_Exercise goal_
Keep every word of the listing and drop the images when you write it out.
▼
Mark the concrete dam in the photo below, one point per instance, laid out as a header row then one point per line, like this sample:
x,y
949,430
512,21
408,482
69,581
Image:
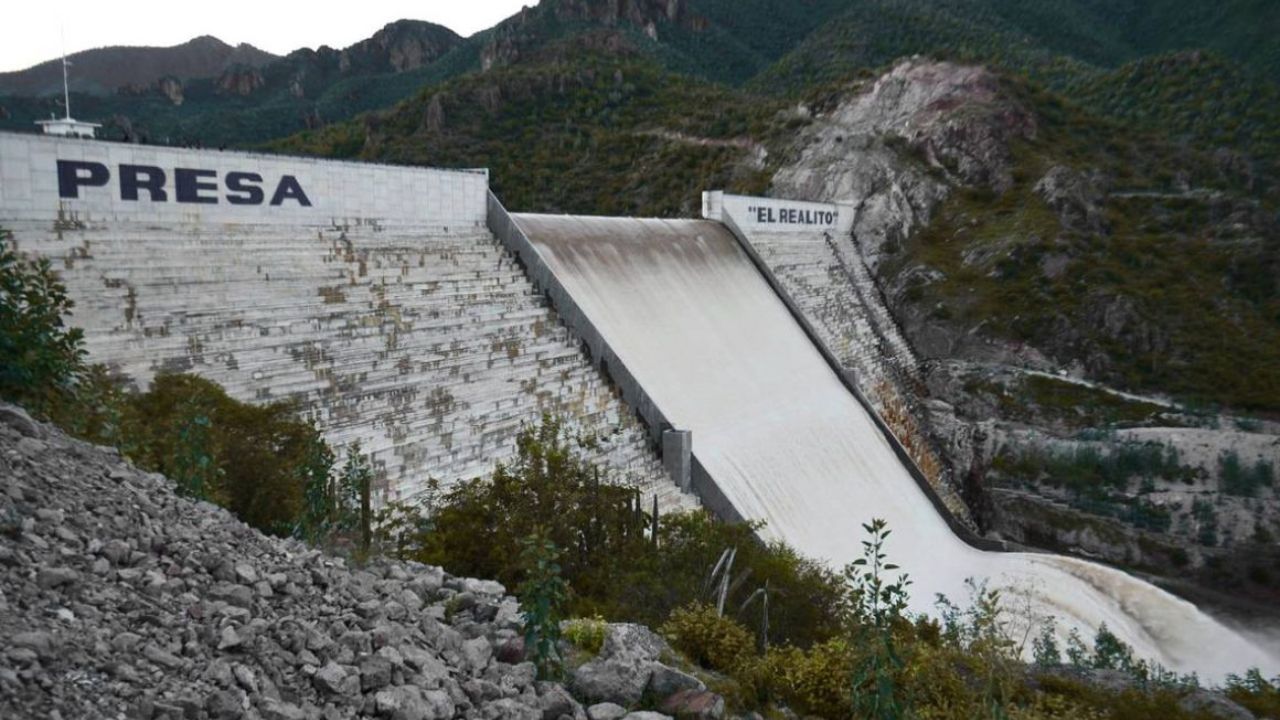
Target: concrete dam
x,y
407,309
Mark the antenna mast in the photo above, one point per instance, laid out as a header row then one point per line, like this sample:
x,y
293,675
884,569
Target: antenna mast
x,y
67,87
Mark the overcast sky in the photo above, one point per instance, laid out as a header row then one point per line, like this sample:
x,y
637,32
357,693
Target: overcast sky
x,y
31,30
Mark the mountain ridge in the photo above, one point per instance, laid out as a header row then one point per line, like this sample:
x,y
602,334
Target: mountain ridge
x,y
101,71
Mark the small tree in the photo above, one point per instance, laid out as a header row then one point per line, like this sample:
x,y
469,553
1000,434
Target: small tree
x,y
355,484
40,358
878,604
316,519
542,598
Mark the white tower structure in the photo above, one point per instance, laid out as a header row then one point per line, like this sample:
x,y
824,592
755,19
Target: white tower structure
x,y
68,126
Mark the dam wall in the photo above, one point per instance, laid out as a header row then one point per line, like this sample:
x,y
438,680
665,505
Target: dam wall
x,y
375,296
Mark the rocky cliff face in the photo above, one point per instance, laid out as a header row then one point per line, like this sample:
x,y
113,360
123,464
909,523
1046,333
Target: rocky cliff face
x,y
1009,406
900,146
895,150
241,81
118,598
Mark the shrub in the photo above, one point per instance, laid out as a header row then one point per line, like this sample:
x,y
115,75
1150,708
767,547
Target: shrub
x,y
586,633
608,555
708,638
542,600
40,358
255,460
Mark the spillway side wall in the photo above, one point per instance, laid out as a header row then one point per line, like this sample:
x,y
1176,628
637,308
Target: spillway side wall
x,y
513,238
722,213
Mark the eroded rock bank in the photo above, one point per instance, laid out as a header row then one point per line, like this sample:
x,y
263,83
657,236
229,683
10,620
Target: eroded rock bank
x,y
119,598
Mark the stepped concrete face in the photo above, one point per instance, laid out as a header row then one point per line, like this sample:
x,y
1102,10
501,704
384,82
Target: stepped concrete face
x,y
382,302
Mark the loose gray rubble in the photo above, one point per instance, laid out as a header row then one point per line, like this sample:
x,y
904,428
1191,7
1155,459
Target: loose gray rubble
x,y
119,598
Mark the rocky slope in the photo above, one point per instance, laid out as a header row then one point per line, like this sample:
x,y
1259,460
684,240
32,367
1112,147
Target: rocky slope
x,y
119,598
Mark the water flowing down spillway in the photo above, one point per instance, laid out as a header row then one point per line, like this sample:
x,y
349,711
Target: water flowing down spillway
x,y
691,318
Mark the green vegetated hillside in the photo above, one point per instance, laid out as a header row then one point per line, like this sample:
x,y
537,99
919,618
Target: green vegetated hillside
x,y
1169,294
1170,285
576,131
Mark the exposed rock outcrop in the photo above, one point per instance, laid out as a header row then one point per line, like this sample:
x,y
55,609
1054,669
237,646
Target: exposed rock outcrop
x,y
897,149
172,89
241,81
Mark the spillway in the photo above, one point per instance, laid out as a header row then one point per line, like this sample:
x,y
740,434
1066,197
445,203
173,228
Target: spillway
x,y
712,345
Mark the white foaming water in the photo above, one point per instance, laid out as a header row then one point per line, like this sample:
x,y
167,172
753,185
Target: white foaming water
x,y
718,352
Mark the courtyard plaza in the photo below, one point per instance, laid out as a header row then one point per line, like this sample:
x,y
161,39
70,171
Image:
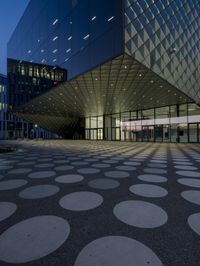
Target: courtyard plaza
x,y
88,203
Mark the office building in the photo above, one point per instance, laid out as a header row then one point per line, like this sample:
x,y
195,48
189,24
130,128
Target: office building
x,y
133,68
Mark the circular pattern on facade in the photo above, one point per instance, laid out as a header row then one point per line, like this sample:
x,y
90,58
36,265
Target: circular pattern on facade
x,y
101,165
69,178
117,174
191,182
193,221
192,196
188,173
155,171
81,201
102,183
125,168
185,167
33,239
7,209
42,174
118,251
152,178
63,168
140,214
88,171
44,165
12,184
20,171
146,190
38,192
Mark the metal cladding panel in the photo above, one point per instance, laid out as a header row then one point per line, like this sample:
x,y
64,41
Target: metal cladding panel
x,y
165,37
76,35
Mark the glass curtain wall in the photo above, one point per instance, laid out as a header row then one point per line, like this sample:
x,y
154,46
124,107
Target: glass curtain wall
x,y
177,123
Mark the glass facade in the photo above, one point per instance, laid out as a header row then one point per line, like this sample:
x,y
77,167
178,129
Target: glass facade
x,y
72,34
176,123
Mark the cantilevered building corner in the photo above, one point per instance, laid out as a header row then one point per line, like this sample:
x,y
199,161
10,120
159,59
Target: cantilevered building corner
x,y
133,68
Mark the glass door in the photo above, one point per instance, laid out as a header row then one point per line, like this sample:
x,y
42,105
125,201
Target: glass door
x,y
193,132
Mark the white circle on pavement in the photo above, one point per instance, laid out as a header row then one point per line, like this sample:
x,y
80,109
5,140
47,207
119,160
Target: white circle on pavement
x,y
12,184
157,165
38,192
146,190
63,168
7,209
44,165
42,174
191,182
188,173
125,168
152,178
192,196
20,171
33,238
155,171
132,163
81,201
116,251
88,171
101,165
140,214
117,174
185,167
102,183
69,178
193,221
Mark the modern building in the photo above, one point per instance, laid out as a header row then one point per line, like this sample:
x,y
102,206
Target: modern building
x,y
133,68
12,127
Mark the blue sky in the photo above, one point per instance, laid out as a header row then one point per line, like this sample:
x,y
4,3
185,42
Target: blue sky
x,y
10,14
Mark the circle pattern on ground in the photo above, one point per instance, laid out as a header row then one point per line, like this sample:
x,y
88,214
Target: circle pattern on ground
x,y
125,168
117,174
185,167
12,184
44,165
140,214
192,196
42,174
20,171
188,173
88,171
81,201
118,251
194,223
146,190
155,171
191,182
152,178
63,168
38,192
102,183
7,209
69,178
39,236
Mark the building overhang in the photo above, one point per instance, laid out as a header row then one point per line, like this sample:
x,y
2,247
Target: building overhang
x,y
119,85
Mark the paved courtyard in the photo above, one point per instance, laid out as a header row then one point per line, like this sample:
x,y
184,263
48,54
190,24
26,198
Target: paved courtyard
x,y
87,203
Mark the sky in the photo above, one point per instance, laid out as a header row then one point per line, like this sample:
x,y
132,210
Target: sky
x,y
10,13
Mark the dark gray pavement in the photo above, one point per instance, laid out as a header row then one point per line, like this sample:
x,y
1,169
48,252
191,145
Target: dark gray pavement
x,y
87,203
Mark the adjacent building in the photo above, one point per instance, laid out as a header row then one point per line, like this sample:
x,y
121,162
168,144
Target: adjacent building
x,y
133,68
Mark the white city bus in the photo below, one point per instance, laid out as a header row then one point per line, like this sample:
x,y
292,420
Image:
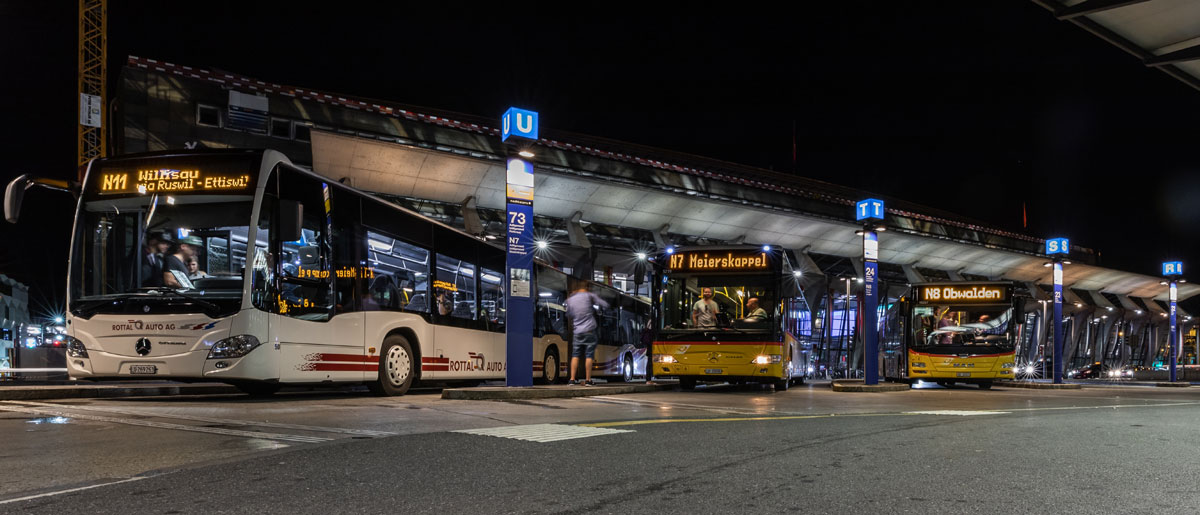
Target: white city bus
x,y
299,280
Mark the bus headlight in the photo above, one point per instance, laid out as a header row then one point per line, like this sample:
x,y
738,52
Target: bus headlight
x,y
233,347
76,348
763,359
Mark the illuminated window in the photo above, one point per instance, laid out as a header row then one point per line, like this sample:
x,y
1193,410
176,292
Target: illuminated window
x,y
301,132
281,127
208,115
▲
_Your solution_
Mark the concrete dam in the photo below, one point per instance, laid out as a header row then one point per line, like this sample:
x,y
949,430
512,21
408,482
69,581
Image:
Target: concrete dam
x,y
407,309
Mark the antenna mast in the photo above, one point per instance, laid out as a header row then one point per line, like this sample:
x,y
293,675
884,569
Target: antenna mast
x,y
67,87
Mark the overcast sky in the photo above, one point per instance, laid out as a header row then one point per line, like this sample:
x,y
637,32
357,693
Target: overcast sky
x,y
31,30
Mark the mountain ridge in the photo above, one point per instance, laid out as a header row then one point per line, like this sample:
x,y
602,334
Target: mountain ridge
x,y
101,71
Mark the small tree in the photo above, one point per instance, laid out as a header row then one point per line, like this sample:
x,y
469,553
1000,434
Target: small tree
x,y
355,484
40,358
878,604
316,519
542,598
Mark the white tower structure in the photo above, one point per instance, laid out as a header row then one point per line, like this sample:
x,y
824,592
755,19
Target: white tower structure
x,y
68,126
Mark the dam wall in the photo above, one point per instance, laid out as a header row then one point per line, like this sample:
x,y
438,680
665,505
Target: dam wall
x,y
375,296
Mark the rocky cliff face in the photo above, one point per instance, laid out as a header row then one point per line, like this sample:
x,y
113,360
123,464
909,523
1046,333
Target: rocky cliff face
x,y
1009,406
900,146
895,150
241,81
118,598
Mark the shrub in the photo above, one point per instance, laid out as a header row then one point per line, like this sample:
x,y
115,75
1150,708
767,547
Target: shrub
x,y
586,633
608,555
708,638
542,600
40,358
255,460
Mark the spillway side wall in the photo above, one point per instance, laid out as a header row then one point per line, like this sample:
x,y
1176,628
637,308
Target: spillway side wall
x,y
513,238
722,213
Mark the eroded rock bank in the photo above, one point per instance, laid out as a header row then one point per line, like this sample:
x,y
263,83
657,236
229,683
10,620
Target: eroded rock bank
x,y
119,598
Mark the stepped concrete face in the photo above, one point per instance, laid out as a header row then one point per line, like this sample:
x,y
1102,10
501,704
384,82
Target: stepped concrete face
x,y
382,302
Mark the loose gray rubble in the photo above, one point per instance, laid out as a header row then one point per line, like this sample:
x,y
904,428
1191,7
1155,459
Target: loose gray rubble
x,y
119,598
Mark the rocky slope in the photo above, one point per instance, laid out as a header row then one point per line, like this sample:
x,y
1259,460
684,240
32,367
1112,147
Target: rocky slope
x,y
119,598
Mark the water flowing down spillway in the photo above, one point per instance, laid out as a header row then one point per line, like this sample:
x,y
349,711
Target: water flowing down spillway
x,y
691,318
Mark the green vegetated hillside in the photo above, one point per instance, laid out as a header row then one point per line, like this sample:
x,y
537,99
919,618
Target: green vegetated hillside
x,y
1169,294
1170,285
576,131
Mark the exposed rock outcrop in the photo above, one point per instance, laid out as a header row then one point per line, like this sample:
x,y
55,609
1054,669
237,646
Target: exposed rock outcrop
x,y
897,149
172,89
241,81
Mark the spillway in the photo above, one point per instance, laid out as a header row then one point per line, like this sample:
x,y
740,434
1066,197
445,203
173,228
Target: spillway
x,y
712,345
Mark the white foaming water in the photo above, one point per instance, laid out as a header row then one point per line, like this sample:
x,y
167,172
753,185
Target: white foaming water
x,y
718,352
Mark the courtyard plaza in the photo below, one point per instance, laid out as a header row then one point per line, like this sample:
x,y
161,39
70,171
Image:
Target: courtyard plaza
x,y
88,203
Mark the office building in the photo above, one point per instance, laid out as a header row then one point per line, like this sample:
x,y
195,48
189,24
130,128
Target: office building
x,y
133,68
Mark the circular pattern on facade in the photo above, one point per instance, laid out as a header row then one point per line, like this sample:
x,y
90,58
36,265
Target: circular pattern on facade
x,y
101,165
69,178
117,174
191,182
193,221
192,196
188,173
155,171
81,201
102,183
125,168
185,167
33,239
7,209
42,174
118,251
152,178
63,168
140,214
88,171
44,165
12,184
20,171
146,190
38,192
Mark the metal cladding panel in the photo above, one point per instance, laid out as a header row then one point per line, like this sample:
x,y
64,41
Target: metal cladding panel
x,y
165,37
76,35
Mark the glass curtain wall in the photo above, one point per instance, laid out as a header row then one point per line, like this sample:
x,y
154,46
124,107
Target: glass curtain wall
x,y
177,123
Mark the glass facade in the photo above, one point per instance, laid out as a header row then one point per line, like this sample:
x,y
77,167
178,129
Target: glass facade
x,y
72,34
176,123
Mark the cantilevered building corner in the photo above, one point per instance, laid out as a header row then one point per line, like this sample:
x,y
199,161
10,120
159,59
Target: cantilevered building corner
x,y
133,68
Mark the glass door in the photo above, one point per instance, laid out as a header row then one point per line, like this sample:
x,y
42,105
125,201
Target: glass door
x,y
193,132
Mark the white circle on pavement in the photo above, one point per instance, laid out as a header row then one point per line, like this sample:
x,y
80,109
5,140
47,207
119,160
Target: white circle on pavement
x,y
12,184
157,165
38,192
146,190
63,168
7,209
44,165
42,174
191,182
188,173
125,168
152,178
192,196
20,171
33,238
155,171
132,163
81,201
116,251
88,171
101,165
140,214
117,174
185,167
102,183
69,178
193,221
Mark the modern building in the photo above, one point per instance, laid out as a header row then one point per line, like this sample:
x,y
102,206
Target: modern building
x,y
133,68
12,127
Mark the blue sky in the photo above, one point per instance, laid out as a header row then one point per line, like this sample:
x,y
4,3
185,42
Target: blue sky
x,y
10,14
Mark the circle pattern on ground in the photo above, one point per instance, laid out as a header row then one point per line, like this sample:
x,y
88,214
Target: circle pattern on ground
x,y
125,168
117,174
185,167
12,184
44,165
140,214
192,196
42,174
20,171
188,173
88,171
81,201
118,251
194,223
146,190
155,171
191,182
152,178
63,168
38,192
102,183
7,209
69,178
39,236
Mark the building overhang in the photo above, one point per instance, laid out as a header row then one point per line, like this sample:
x,y
2,247
Target: building overhang
x,y
119,85
Mark the paved courtyard in the photo above, one point per instance, laid out as a header row then one point per line, like this sample:
x,y
184,263
48,54
190,24
26,198
Target: paved courtyard
x,y
87,203
Mark the sky in the photo above, one point per instance, laid out as a header row then one point per line, like this sample:
x,y
132,210
Target: sky
x,y
10,13
Mark the dark gray pavement in the photo above, one point per instance, laid out as a header row then one point per line, like this sample:
x,y
1,169
48,252
191,145
Target: dark gray pavement
x,y
87,203
Mark the adjacent building in the photo above, one point per instance, laid out as a header row then one point per line, like this sample:
x,y
121,162
168,144
Target: adjacent building
x,y
133,68
Mark the white city bus in the photo below, one point per instance, laid out as a header row then one point per line, like this sample:
x,y
292,420
Image:
Target: white city bus
x,y
299,280
Mark the bus headlight in the photo above, one point per instance, laid out as a header row then one point per line, like this sample:
x,y
738,52
Target: bus headlight
x,y
233,347
76,348
763,359
Mark the illuminated window in the photo above, one point per instance, laid out as a header row then one point per line, like this sample:
x,y
1193,410
176,292
Target: illuminated window
x,y
301,132
281,127
208,115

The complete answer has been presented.